:: INSTRUCTION 1 ::
According to the article on financial crime compliance, why are challenger banks particularly exposed to an environment where banks can see only their own data on entities and people?

Why Hasn’t The Innovation Train Arrived to Fincrime Compliance?

by Laurence Hamilton , Chief Commercial Officer , Consilient

Challenger banks are using innovative technology to change the game with customers. From the use of open banking, which is dramatically improving customer engagement and creating frictionless onboarding, to the creation of smart products and tools to make banking more personalized. Established banks are jumping on the innovation train for customers and following suit. But are back-office solutions making the same leap forward on innovation? It is widely reported that financial crime risk management continues be more and more costly and challenging. It is time to stop the inefficient and ineffective ways financial institutions carry out anti-money laundering (AML) and financial crime reviews.

Rules-based approaches hold sway, staffing has been increased to meet regulatory requirements and reported costs are exponential. The challenge to take a different approach is exacerbated by organizations only having access to their own data on entities and people. Data sharing is limited, which also limits the ability to prevent financial crime from occurring across organizations. For several reasons, a bad actor that is known at one bank cannot be seen by another bank. Even the largest banks struggle with insufficient data to carry out effective Customer Due Diligence (CDD). Without adequate broad customer insights, there can’t be an adequate risk assessment of that customer. Challenger banks are particularly exposed to this environment as they rush to build their customer bases.

[Source data]
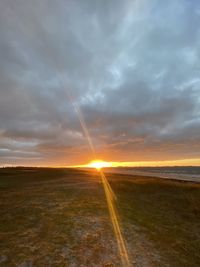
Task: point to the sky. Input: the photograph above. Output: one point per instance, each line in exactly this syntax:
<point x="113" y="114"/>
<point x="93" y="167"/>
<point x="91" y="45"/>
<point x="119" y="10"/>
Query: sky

:: INSTRUCTION 2 ::
Could you print all the Source data rows line for line, leaving out the pictures?

:: EXPECTED ANSWER 1 ::
Challenger banks are particularly exposed because they are rushing to build their customer bases. They do this in an environment where data sharing is limited and a bad actor known at one bank cannot be seen by another.

:: EXPECTED ANSWER 2 ::
Task: point to the sky. Input: the photograph above. Output: one point per instance, each line in exactly this syntax:
<point x="113" y="114"/>
<point x="93" y="167"/>
<point x="91" y="45"/>
<point x="119" y="10"/>
Query: sky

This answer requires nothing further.